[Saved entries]

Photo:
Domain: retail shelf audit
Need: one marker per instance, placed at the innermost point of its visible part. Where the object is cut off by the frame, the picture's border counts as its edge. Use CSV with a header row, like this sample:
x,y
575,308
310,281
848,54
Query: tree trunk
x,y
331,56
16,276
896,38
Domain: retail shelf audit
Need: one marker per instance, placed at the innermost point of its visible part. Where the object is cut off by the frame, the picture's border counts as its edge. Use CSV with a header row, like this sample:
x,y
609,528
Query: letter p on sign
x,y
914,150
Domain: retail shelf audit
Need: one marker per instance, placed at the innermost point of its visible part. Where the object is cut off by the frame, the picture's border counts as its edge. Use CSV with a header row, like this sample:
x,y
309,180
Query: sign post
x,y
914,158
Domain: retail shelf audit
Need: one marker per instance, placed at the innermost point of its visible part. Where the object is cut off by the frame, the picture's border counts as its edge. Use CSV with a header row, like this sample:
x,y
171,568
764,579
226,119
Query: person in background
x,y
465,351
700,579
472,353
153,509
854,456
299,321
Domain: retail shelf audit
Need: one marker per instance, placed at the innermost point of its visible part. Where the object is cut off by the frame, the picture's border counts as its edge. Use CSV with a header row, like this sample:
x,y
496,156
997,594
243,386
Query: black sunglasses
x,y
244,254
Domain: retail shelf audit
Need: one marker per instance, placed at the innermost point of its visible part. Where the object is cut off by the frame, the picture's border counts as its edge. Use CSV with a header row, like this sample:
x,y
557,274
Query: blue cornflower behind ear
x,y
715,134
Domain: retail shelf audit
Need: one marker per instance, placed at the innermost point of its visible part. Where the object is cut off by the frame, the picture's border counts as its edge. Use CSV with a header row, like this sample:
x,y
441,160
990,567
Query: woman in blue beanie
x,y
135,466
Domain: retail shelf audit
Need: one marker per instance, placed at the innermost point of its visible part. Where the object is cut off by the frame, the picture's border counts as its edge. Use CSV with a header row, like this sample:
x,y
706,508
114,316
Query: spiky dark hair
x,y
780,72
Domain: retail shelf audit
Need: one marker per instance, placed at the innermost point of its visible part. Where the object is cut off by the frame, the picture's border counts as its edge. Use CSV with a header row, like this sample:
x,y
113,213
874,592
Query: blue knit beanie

**TASK ITEM**:
Quote all the records. Keep every word exact.

**PROBLEM SOLUTION**:
Photo:
Domain: retail shelf audit
Need: one marker per instance, placed at the innermost point of its visible part. Where the object is cut off by the frame, the picture's border counts as its edge. Use CSV with a header row, like this sample:
x,y
575,308
310,281
848,54
Query: tree trunk
x,y
331,56
16,276
896,38
Domain: retail shelf audit
Need: one marker per instance, placed at the innermost point of its visible part. Where the object is cut off by the frame, the picture's border counts as its edge. Use CSV with a header row, like this sample:
x,y
609,528
Query: letter p on sign
x,y
914,150
Domain: retail shelf audit
Need: one marker per instance, placed at the innermost point of its visible part. Where the object is cut off by the frame, the picture's border counts as its edge. Use CSV with a header row, like this sample:
x,y
309,180
Query: sign post
x,y
914,158
Domain: retail shelf audit
Need: one marker per instance, placed at the innermost point of its visible part. Where the object is cut off by the frame, the picture's border counts as its edge. Use CSV with a header row, like this sample:
x,y
171,568
764,579
226,119
Query: person in background
x,y
465,351
700,579
472,353
153,509
854,456
299,321
Domain: retail shelf audit
Need: one marker per instance, placed at the innermost point of its visible part. Where the object is cut off by the frame, the picture's border counts as its edge. Use CSV with a header row, like this sample:
x,y
496,156
997,594
243,386
Query: black sunglasses
x,y
244,254
Domain: retail shelf audit
Need: one marker per instance, placed at the innermost point of its visible part. Where the object is cut off by the frame, the picture's border counts as its edge. Use CSV with a header row, like this sample:
x,y
557,274
Query: blue cornflower behind ear
x,y
715,134
Domain: retail shelf audit
Need: one marker per instance, placed at the innermost point of its visible part. Where the object is cut off by the frame, the picture's border counts as its edge. Use CSV with a header row, like this sample:
x,y
441,160
990,567
Query: woman in blue beanie
x,y
135,466
Domain: retail shelf audit
Need: one marker per instance, placed at the innermost point of its visible part. Where the object is cut off by the frame, the picture's border counts as its edge. Use CSV with a header row, like this sample:
x,y
706,508
114,316
Query: spiky dark hair
x,y
780,72
Domain: retail shelf audit
Need: one marker per instance, placed at the innermost point of its visible part. Where the object is cut off by the frame, the picture's border counts as its edge. Use CSV with a header row, like this sample:
x,y
113,213
874,592
Query: blue knit beanie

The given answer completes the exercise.